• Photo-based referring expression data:
┏━━
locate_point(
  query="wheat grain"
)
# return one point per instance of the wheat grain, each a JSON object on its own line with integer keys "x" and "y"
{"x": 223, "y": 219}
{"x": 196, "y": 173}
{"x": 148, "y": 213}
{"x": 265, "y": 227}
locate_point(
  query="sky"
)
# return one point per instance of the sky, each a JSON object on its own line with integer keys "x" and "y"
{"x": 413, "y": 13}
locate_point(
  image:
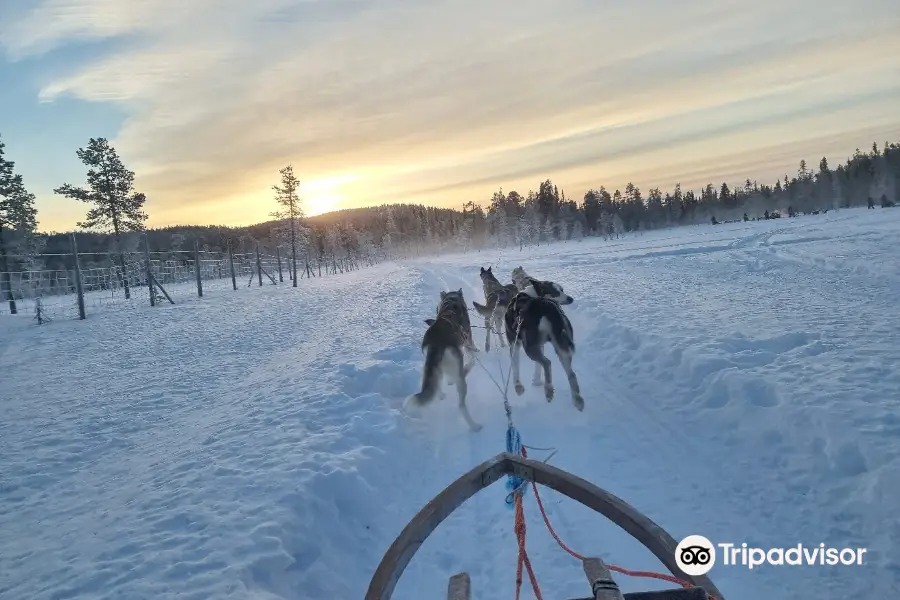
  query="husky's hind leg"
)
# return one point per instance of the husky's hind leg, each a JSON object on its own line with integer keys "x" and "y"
{"x": 537, "y": 380}
{"x": 565, "y": 357}
{"x": 456, "y": 370}
{"x": 536, "y": 353}
{"x": 498, "y": 318}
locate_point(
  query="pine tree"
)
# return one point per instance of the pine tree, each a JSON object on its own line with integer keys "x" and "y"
{"x": 17, "y": 216}
{"x": 111, "y": 190}
{"x": 286, "y": 196}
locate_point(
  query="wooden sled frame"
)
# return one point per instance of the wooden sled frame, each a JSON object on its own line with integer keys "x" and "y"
{"x": 644, "y": 530}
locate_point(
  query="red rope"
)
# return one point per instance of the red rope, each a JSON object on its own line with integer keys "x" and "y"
{"x": 523, "y": 555}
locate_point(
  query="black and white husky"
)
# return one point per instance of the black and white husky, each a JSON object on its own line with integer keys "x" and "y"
{"x": 445, "y": 343}
{"x": 521, "y": 279}
{"x": 533, "y": 318}
{"x": 497, "y": 297}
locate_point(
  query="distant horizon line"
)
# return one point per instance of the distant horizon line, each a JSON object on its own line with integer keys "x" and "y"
{"x": 372, "y": 206}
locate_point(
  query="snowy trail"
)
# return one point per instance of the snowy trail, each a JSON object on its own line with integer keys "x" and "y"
{"x": 740, "y": 383}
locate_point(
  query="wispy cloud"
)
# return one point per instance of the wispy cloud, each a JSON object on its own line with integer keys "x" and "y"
{"x": 444, "y": 100}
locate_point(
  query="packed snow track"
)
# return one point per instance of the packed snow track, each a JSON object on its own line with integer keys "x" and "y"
{"x": 740, "y": 381}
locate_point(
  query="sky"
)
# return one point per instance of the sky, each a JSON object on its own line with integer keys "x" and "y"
{"x": 437, "y": 102}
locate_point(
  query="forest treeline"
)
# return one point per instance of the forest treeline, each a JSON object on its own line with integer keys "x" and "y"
{"x": 116, "y": 215}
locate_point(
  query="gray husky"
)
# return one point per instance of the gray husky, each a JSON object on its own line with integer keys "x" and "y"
{"x": 448, "y": 335}
{"x": 533, "y": 318}
{"x": 497, "y": 296}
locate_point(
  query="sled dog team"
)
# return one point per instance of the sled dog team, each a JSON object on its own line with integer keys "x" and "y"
{"x": 530, "y": 313}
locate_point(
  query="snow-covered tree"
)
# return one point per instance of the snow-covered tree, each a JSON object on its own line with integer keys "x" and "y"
{"x": 291, "y": 211}
{"x": 117, "y": 207}
{"x": 18, "y": 219}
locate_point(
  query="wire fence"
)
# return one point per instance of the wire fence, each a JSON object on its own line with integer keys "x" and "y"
{"x": 136, "y": 279}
┗━━
• PROBLEM TO SOLVE: Could the entries above be copied out exactly, with no pictures included?

• RESPONSE BOX:
locate_point(
  query="wheat grain"
)
# return one point per instance of the wheat grain, each a JSON object on its own line with integer keys "x" and "y"
{"x": 223, "y": 219}
{"x": 196, "y": 173}
{"x": 148, "y": 213}
{"x": 265, "y": 227}
locate_point(
  query="sky"
)
# return one point per instance of the sky, each a JSON object on its own line with integer keys "x" and "y"
{"x": 413, "y": 13}
locate_point(
  image:
  query="husky's hind leg"
)
# return one point per instance of the husky's hind leg, each a JSON object on its own line with integer keys "x" and "y"
{"x": 537, "y": 380}
{"x": 565, "y": 357}
{"x": 456, "y": 370}
{"x": 536, "y": 353}
{"x": 498, "y": 318}
locate_point(
  query="pine tree"
)
# return one point per instance of the pine tree, each a JSON object on its own line with integer keys "x" and "y"
{"x": 17, "y": 216}
{"x": 111, "y": 190}
{"x": 286, "y": 196}
locate_point(
  query="wooden sled frame"
)
# return one point per instance of the wooden sled frame, each a JSON object on its own line with integer keys "x" and "y"
{"x": 644, "y": 530}
locate_point(
  query="red rope"
)
# return one point per instance of the red rope, each a JSON object on its own line with integer keys "x" and "y"
{"x": 523, "y": 555}
locate_point(
  query="black and white husky"
)
# return one point per instance of the black and white husky, each a JSON object on its own line with integer keys "x" and "y"
{"x": 445, "y": 343}
{"x": 521, "y": 279}
{"x": 533, "y": 318}
{"x": 497, "y": 297}
locate_point(
  query="distant horizon line"
)
# return one point per instance of the distant horizon line, each a JSON object on its own line with integer keys "x" and "y"
{"x": 372, "y": 206}
locate_point(
  query="snowy trail"
)
# return one point per instance of the snowy trail, each a JSON object on its own line with integer keys "x" and "y"
{"x": 740, "y": 383}
locate_point(
  query="wispy cloud"
)
# return one point per instance of the wispy cloud, each a JSON object on its own line with integer keys "x" and "y"
{"x": 444, "y": 100}
locate_point(
  query="packed snow track"
)
# return one point per instance of the packed snow track, each a JSON object on its own line with integer keys "x" and "y"
{"x": 740, "y": 381}
locate_point(
  query="sky"
)
# return one point per instance of the sky, each a JSON object on its own line with integer keys "x" and "y"
{"x": 437, "y": 102}
locate_point(
  query="forest treeline"
)
# return one point per instance of the forest treeline, each a JSON object on its own line with integer keys "x" and "y"
{"x": 116, "y": 215}
locate_point(
  query="gray husky"
)
# return one point per instance of the gray husky, each a JSON object on its own line with integer keys "x" and "y"
{"x": 448, "y": 335}
{"x": 533, "y": 318}
{"x": 497, "y": 296}
locate_point(
  query="sled dog team"
)
# return one point per instance of the sled dog team, each a JSON object on its own line with integer keys "x" and "y"
{"x": 530, "y": 313}
locate_point(
  query="snow-covered tree"
)
# return one point per instance of the snow-covered tree, each a JSON object on its own line with integer keys "x" and "y"
{"x": 291, "y": 211}
{"x": 117, "y": 207}
{"x": 18, "y": 219}
locate_point(
  query="wire fence"
)
# return one point per instance of the wire fence, each a JSON object on its own line with integer keys "x" and "y"
{"x": 136, "y": 279}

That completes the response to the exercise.